> [EXTRAIT DE SOURCE]:
* * * * * * * * *

Colloque Paris 3 Sorbonne-Nouvelle

Inculte : pratiques éditoriales, gestes collectifs et inflexions esthétiques
7 et 8 février 2020
Fondé en 2004, le collectif Inculte est à la fois une revue, une constellation d’écrivains à géométrie variable et une maison d’éditions.

Depuis les débuts de la revue, ses auteurs mènent une intense réflexion sur les renouvellements de la littérature française et étrangère, de sa place et de ses enjeux politiques dans la société. Riche d’une production originale (écritures, essais collectifs, traductions…) et de rééditions ambitieuses (numéros de la revue de L’Arc autour de Bataille, Deleuze…), le groupe Inculte a agrégé autour de lui toute une génération d’écrivains (Éric Chevillard, Pierre Senges, Olivia Rosenthal, Marie Cosnay, Tristan Garcia, Philippe Vasset) qui partagent leurs interrogations sur les rapports entre fiction et documents, culture savante et populaire pour repenser les savoirs et les pouvoirs du récit. Le collectif n’a cessé en outre de manifester sa curiosité pour les littératures étrangères, comme en témoignent la place des traducteurs dans le comité éditorial (Claro, Nicolas Richard, Jérôme Schmidt) et l’importance des auteurs étrangers dans la revue (entretiens avec Bret Easton Ellis, William Gass, Richard Powers) ou dans le catalogue d’Inculte/Dernière marge (traduction de la revue The Believer, notamment). C’est dire la place centrale du collectif et des éditions Inculte dans la littérature française du XXIesiècle et l’urgence de mettre en perspective l’histoire et la position éditoriale et esthétique du collectif.

* * * * * * * * *

> [ENTRÉES FOURNIES]:

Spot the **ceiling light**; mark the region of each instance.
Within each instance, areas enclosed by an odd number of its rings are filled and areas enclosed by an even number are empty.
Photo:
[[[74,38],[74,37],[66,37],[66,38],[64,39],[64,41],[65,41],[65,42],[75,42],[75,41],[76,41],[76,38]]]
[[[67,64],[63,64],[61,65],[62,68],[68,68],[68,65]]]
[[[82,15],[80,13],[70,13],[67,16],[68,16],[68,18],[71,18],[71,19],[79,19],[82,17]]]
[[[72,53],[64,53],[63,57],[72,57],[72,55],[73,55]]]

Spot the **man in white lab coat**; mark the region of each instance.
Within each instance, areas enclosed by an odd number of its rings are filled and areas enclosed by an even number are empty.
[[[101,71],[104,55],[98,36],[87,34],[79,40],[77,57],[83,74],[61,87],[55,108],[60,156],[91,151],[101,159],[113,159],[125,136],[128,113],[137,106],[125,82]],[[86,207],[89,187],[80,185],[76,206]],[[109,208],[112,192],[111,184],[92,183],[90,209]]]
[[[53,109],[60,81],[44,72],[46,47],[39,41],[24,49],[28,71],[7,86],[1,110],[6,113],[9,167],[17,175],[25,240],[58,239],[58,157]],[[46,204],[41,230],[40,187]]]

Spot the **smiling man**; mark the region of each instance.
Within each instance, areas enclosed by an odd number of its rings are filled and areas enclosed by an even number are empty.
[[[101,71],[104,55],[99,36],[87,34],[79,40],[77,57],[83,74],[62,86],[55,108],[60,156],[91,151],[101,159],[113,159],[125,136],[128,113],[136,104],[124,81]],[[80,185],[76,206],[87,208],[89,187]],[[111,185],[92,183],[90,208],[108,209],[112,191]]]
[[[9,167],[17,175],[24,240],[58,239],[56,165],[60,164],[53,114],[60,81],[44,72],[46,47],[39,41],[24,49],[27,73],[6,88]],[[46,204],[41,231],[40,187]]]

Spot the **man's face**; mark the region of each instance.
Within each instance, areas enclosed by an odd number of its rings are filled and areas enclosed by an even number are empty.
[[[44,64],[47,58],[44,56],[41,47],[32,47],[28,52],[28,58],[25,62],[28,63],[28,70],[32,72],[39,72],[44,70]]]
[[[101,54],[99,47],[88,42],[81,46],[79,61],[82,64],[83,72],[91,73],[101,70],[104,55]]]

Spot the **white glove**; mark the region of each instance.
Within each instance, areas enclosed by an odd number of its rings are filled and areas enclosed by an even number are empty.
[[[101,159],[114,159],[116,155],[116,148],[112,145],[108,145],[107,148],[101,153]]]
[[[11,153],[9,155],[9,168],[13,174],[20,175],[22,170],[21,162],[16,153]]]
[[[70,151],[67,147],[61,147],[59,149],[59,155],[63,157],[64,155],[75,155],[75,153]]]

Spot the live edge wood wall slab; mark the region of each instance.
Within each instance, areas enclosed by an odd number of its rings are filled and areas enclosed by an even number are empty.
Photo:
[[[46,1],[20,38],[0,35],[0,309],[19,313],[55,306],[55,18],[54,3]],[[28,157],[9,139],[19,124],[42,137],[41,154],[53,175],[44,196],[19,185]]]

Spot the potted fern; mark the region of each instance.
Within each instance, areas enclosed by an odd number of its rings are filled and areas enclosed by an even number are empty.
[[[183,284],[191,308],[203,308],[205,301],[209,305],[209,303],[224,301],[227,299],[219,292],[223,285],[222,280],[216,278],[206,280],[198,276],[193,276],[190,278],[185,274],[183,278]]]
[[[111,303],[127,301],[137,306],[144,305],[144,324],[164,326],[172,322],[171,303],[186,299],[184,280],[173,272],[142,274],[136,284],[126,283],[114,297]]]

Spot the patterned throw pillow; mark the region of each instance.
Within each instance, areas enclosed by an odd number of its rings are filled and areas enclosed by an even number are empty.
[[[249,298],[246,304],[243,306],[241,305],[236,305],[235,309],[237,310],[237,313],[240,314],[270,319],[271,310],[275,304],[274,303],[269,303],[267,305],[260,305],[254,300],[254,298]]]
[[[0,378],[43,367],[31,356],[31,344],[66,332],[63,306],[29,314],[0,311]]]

* * * * * * * * *

> [CONSIGNE]: Poursuivez le texte sur le collectif Inculte à partir de sa dernière phrase. La liste est un matériau distinct du texte sur le collectif Inculte.

> [RÉSULTAT]:
En France, Inculte s’est fait largement connaître non seulement à partir de la revue, mais aussi à partir d’ouvrages collectifs qui servent aujourd’hui de références, notamment Devenirs du roman(2007) et Devenirs du roman 2 : écritures et matériaux(2014). Le premier volume rassemble un grand nombre de romanciers pour théoriser le roman en « non-spécialistes » de la théorie du roman. Le roman se voit interrogé dans sa capacité à penser le monde contemporain, évalué à l’aune de son rapport au réel par des romanciers aussi différents qu’Éric Chevillard et Antoine Volodine, Philippe Vasset ou Pierre Senges. Le collectif Inculte s’est intéressé dans un second volume au traitement du document, matériau premier que l’écriture littéraire reproduit tel quel, narrativise ou fictionnalise. Là encore le volume rassemble des contributions d’écrivains venus d’horizons littéraires variés (roman romanesque, non-fiction, poésie, performance…). À partir de courts essais théoriques ou de textes libres, des écrivains tels que Emmanuel Adely, Olivia Rosenthal, Nicole Caligaris, Thomas Clerc, Philippe Artières réfléchissent à ces questions d’ordre poétique en les mettant en perspective à partir de leur propre pratique personnelle ou à partir d’une histoire ou d’une théorie des genres narratifs.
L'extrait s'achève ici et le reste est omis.